Segment Start: Excerpted records

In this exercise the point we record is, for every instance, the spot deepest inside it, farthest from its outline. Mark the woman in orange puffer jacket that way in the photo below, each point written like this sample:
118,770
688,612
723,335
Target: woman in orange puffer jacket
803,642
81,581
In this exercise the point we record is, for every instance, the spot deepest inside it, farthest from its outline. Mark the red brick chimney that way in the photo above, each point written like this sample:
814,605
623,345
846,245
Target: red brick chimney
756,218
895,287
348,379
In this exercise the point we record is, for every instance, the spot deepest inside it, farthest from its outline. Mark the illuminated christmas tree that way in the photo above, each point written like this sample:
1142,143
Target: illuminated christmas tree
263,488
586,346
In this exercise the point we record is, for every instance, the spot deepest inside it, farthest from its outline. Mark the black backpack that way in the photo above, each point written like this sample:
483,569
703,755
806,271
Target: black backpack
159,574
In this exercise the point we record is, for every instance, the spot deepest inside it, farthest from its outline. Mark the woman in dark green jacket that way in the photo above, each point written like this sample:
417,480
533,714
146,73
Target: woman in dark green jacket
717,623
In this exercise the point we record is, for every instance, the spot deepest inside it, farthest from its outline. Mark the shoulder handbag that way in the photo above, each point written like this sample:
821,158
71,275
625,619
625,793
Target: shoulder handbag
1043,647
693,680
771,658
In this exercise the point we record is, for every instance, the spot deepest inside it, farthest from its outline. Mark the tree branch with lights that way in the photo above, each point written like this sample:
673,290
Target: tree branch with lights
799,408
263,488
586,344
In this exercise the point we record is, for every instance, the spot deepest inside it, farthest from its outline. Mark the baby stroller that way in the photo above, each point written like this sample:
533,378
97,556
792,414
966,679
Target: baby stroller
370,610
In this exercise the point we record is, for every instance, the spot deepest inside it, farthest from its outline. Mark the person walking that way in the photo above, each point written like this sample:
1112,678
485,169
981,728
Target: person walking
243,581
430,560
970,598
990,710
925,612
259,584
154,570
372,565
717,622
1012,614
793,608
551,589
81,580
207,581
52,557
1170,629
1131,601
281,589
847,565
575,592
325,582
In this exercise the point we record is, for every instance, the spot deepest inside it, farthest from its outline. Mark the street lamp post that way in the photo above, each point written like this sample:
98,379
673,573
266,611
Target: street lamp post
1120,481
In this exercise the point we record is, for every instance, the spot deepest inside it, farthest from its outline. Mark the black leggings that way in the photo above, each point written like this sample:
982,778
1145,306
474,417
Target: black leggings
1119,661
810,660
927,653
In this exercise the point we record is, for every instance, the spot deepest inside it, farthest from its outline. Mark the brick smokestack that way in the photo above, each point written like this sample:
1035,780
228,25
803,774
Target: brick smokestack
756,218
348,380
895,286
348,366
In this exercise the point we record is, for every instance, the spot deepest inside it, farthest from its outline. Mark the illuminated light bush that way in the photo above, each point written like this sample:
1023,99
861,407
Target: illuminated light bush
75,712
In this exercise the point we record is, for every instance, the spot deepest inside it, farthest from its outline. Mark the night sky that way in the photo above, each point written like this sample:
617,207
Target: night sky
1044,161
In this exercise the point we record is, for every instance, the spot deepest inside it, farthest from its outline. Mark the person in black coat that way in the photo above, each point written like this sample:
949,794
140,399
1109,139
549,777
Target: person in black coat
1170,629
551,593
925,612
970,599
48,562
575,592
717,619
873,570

Segment End: Excerpted records

■ **Problem to solve**: Restate the material word for word.

■ **Finished task**:
In this exercise the point we record is, for every instance, the spot deepest inside it, farthest from its outline. Mark the woman in orange puffer jacket that way in the photo below, each point written like this sample:
118,770
688,612
723,335
Target: woman in orange puffer jacket
803,642
81,581
In this exercise the point we record is, for every instance, the spot deepest inside it, farthest from its outline. Mark the red brick chimney that way in the photo above, each point written like this sample:
814,605
623,345
846,245
Target: red brick chimney
756,218
895,287
348,379
In this exercise the point we record is, for every instance, the spot deepest inside it, farthest from its outline. Mark the illuminated christmas tree that way in the photo above, each point written like this sample:
1142,143
Target: illuminated christmas tree
263,488
586,346
In this exercise the point we record is, for every instance, the spot deepest inside it, farthest from its outline. Mark the black backpack that way in the photo above, each point written like this sample:
483,569
703,755
806,271
Target: black backpack
159,574
In this exercise the point we record is, for every instance, the spot deepest inside it, farthest from its outline. Mark the woman in dark green jacket that way in the photo above, each point written like this sample:
417,480
533,714
146,73
Target: woman in dark green jacket
717,623
In this exercise the point we record is, for every instance, the spot deepest inside it, farthest from its outline. Mark the shoulder handbag that way in the photo above, each point written like this sample:
821,158
71,275
625,619
625,793
Target: shoulder handbag
1043,647
693,680
771,658
In this exercise the point we record is, for every instance, the spot deepest inside it, farthest from its outline. Mark the tree branch with lights that way in the photo above, each point written like this sample:
673,290
Target: tree branch with lights
799,408
263,488
586,344
In this exercise the point we record is, for every instance, the spot deepest inside it, farthest from its outline. Mark the baby stroller that way in the photo above, each point written like this sample:
533,378
97,556
792,414
966,679
Target: baby stroller
370,610
In this exercise the point we record is, for every instance, the spot deepest inside it, farthest from its outline. Mark the person walking that way in the photo above, each point written like this sample:
1112,678
485,169
981,728
Target: person walking
243,581
430,560
970,598
990,710
925,612
259,584
154,570
372,565
717,622
1012,614
793,608
551,589
81,580
207,581
52,557
1170,629
1131,601
281,589
847,565
575,592
325,582
In this exercise the point we record is, for every instance, the spot deepest inside it, farthest from its outline. Mark the street lamp post that way in the photo above, each point written like this sample:
98,379
673,573
266,611
Target: street lamp post
1120,481
In this exercise the point we record is, for every instance, the spot deepest inside it, farthest from its outline. Mark the black leggings that way in the photo above, each point written like this sample:
982,778
1145,306
474,417
Target: black leggings
1119,661
810,660
927,653
In this exercise the point we record is, for every instance, the spot deepest inside it, farthest from its outline. Mark the brick smokestack that way in the photo above, each point written like this sample:
1035,780
228,25
803,774
Target: brick smokestack
756,218
348,380
895,286
348,366
In this exercise the point we record is, for every instance, the spot deepest inside it, farthest from its outline. Mark the illuminated light bush that way in the photo above, each point written like this sample:
1023,99
861,407
Target: illuminated light bush
75,712
In this exercise the point we record is, for every instance, the spot deepest inside it, farthest from its outline. Mark the night sky that way in the photo above, each point written like this sample:
617,207
Target: night sky
1044,161
In this exercise the point we record is, for every instance, the spot deepest inside it, farthest from its outline. Mark the person in black coat that way in the photo above, each point written like this sample:
949,794
140,399
1109,139
549,777
Target: person in black coat
1170,629
551,593
925,612
970,599
48,562
575,592
717,619
873,570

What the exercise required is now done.